◆ **Records for this task**:
▶

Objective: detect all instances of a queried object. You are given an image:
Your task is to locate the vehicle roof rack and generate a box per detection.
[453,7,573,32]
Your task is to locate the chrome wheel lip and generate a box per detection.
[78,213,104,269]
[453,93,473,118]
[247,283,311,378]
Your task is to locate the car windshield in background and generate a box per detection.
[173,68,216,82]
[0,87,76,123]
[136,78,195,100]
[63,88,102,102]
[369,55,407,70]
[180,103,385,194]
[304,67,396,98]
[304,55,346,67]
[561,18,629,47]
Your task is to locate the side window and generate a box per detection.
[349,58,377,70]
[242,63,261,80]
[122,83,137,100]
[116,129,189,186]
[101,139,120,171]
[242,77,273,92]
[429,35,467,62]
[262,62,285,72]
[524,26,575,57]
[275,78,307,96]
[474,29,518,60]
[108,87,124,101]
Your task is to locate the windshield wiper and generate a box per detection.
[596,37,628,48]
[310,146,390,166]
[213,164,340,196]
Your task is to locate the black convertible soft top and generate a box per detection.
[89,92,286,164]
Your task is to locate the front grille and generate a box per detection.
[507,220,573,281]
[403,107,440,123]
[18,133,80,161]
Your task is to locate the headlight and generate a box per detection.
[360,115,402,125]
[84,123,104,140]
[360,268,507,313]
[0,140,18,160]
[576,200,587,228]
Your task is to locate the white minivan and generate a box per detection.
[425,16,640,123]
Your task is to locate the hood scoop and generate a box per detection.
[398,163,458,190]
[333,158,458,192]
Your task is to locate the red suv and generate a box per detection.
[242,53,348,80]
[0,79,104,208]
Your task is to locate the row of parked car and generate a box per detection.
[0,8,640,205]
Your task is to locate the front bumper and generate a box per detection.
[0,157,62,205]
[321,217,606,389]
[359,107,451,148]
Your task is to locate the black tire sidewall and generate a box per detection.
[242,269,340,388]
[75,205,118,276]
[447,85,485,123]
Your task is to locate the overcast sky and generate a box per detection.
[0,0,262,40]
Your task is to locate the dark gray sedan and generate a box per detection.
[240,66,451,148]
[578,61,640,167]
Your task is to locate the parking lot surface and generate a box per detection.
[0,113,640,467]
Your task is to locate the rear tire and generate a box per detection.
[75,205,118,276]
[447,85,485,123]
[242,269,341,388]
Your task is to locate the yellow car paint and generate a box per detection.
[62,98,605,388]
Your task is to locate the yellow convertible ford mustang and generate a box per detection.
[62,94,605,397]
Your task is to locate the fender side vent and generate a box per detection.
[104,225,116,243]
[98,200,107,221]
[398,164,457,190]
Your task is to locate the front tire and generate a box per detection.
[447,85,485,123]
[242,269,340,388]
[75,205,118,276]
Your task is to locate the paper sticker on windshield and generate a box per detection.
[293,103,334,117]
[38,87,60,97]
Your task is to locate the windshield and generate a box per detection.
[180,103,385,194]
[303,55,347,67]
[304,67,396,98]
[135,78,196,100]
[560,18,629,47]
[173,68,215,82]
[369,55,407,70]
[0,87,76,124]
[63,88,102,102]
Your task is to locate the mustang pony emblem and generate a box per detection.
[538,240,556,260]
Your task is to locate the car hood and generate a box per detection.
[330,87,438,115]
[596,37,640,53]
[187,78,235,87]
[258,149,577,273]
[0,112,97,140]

◀

◆ **Exercise**: Format every line of the records above as a JSON list of strings, with one string per line and no entries for blank lines.

◆ **Solved exercise**:
[
  "Objective: detect all instances of a queried object. You are given an image:",
  "Your task is to locate the vehicle roof rack and generate a box per detection.",
  "[453,7,573,32]",
  "Your task is to locate the chrome wheel lip and generate a box per detection.",
  "[78,213,104,269]",
  "[453,93,473,118]",
  "[247,283,311,378]",
  "Your task is to locate the car windshield in background and generate a box per detection.",
  "[173,68,216,82]",
  "[0,87,76,123]",
  "[136,78,195,100]",
  "[63,88,102,102]",
  "[369,55,407,70]",
  "[180,103,385,194]",
  "[304,67,396,98]",
  "[304,55,346,67]",
  "[561,18,629,47]",
  "Your task is to locate the side window and generate a box per detection.",
  "[349,58,377,70]",
  "[242,63,261,80]",
  "[122,83,137,100]",
  "[116,129,189,186]",
  "[101,139,120,171]",
  "[242,77,273,92]",
  "[429,35,467,62]",
  "[262,62,285,72]",
  "[524,26,575,57]",
  "[275,78,307,96]",
  "[474,29,518,60]",
  "[108,87,124,101]",
  "Your task is to locate the windshield wiper and generate a box per detection.",
  "[596,37,628,48]",
  "[310,146,390,166]",
  "[213,164,340,196]",
  "Your task is to locate the black convertible soft top and generate a box per detection.",
  "[89,92,286,164]",
  "Your task is to locate the front grille and generate a box per detection.",
  "[507,220,573,281]",
  "[403,107,440,123]",
  "[18,133,80,161]",
  "Your task is to locate the headlight and generate a box per detection.",
  "[360,115,402,125]",
  "[84,123,104,140]",
  "[360,268,507,313]",
  "[0,140,18,160]",
  "[576,200,587,228]",
  "Your task is to locate the white minivan and generate a box per detection.",
  "[425,16,640,123]",
  "Your task is to locate the hood scoop and generate a box per detection.",
  "[398,163,458,190]",
  "[333,158,458,192]",
  "Your task is to locate the red suv and generate a box per detection.",
  "[242,53,348,80]",
  "[0,79,104,208]",
  "Your task is to locate the row of parked car and generate a box per detection.",
  "[0,8,640,205]",
  "Your task is to locate the front bumper and generate a box per detection.",
  "[0,157,62,205]",
  "[321,217,606,389]",
  "[359,107,451,148]",
  "Your task is to locate the black tire sidewall and generate a box per detection.",
  "[242,269,340,388]",
  "[75,205,118,276]",
  "[447,85,485,123]",
  "Your task is to locate the overcast sky and generate a box per detection.",
  "[0,0,262,40]",
  "Your task is to locate the dark gray sedan and generate a box per detection.",
  "[240,66,451,148]",
  "[578,61,640,167]",
  "Your task is to locate the parking lot surface and generate a box per detection.",
  "[0,113,640,467]",
  "Your task is to locate the rear tire and generate a box per detection.",
  "[75,205,118,276]",
  "[447,85,485,123]",
  "[242,269,341,388]",
  "Your task is to locate the yellow car paint and generate a box per detection.",
  "[62,98,605,388]",
  "Your task is to locate the yellow convertible ford mustang and generate a box per detection.",
  "[62,94,605,397]",
  "Your task is to locate the fender side vent and generate a box per detection.",
  "[104,225,116,243]",
  "[98,200,107,221]",
  "[398,164,457,190]",
  "Your task is to locate the front tire and generate a box per detection.",
  "[447,85,485,123]",
  "[242,269,340,388]",
  "[75,205,118,276]",
  "Your task is to locate the paper sticker on windshield and generate a box per detection.",
  "[293,103,334,117]",
  "[38,87,60,97]",
  "Your task is to locate the windshield and generate a box per detection.",
  "[180,103,385,194]",
  "[303,55,347,67]",
  "[304,67,396,98]",
  "[135,78,196,100]",
  "[560,18,629,47]",
  "[173,68,215,82]",
  "[369,55,407,70]",
  "[0,87,76,124]",
  "[63,88,102,102]",
  "Your task is to locate the mustang pony emblem and generate a box per detection.",
  "[538,240,556,260]",
  "Your task is to locate the car hood and generate a box per detection.",
  "[330,87,438,115]",
  "[596,37,640,53]",
  "[187,78,235,87]",
  "[258,149,577,273]",
  "[0,112,97,140]"
]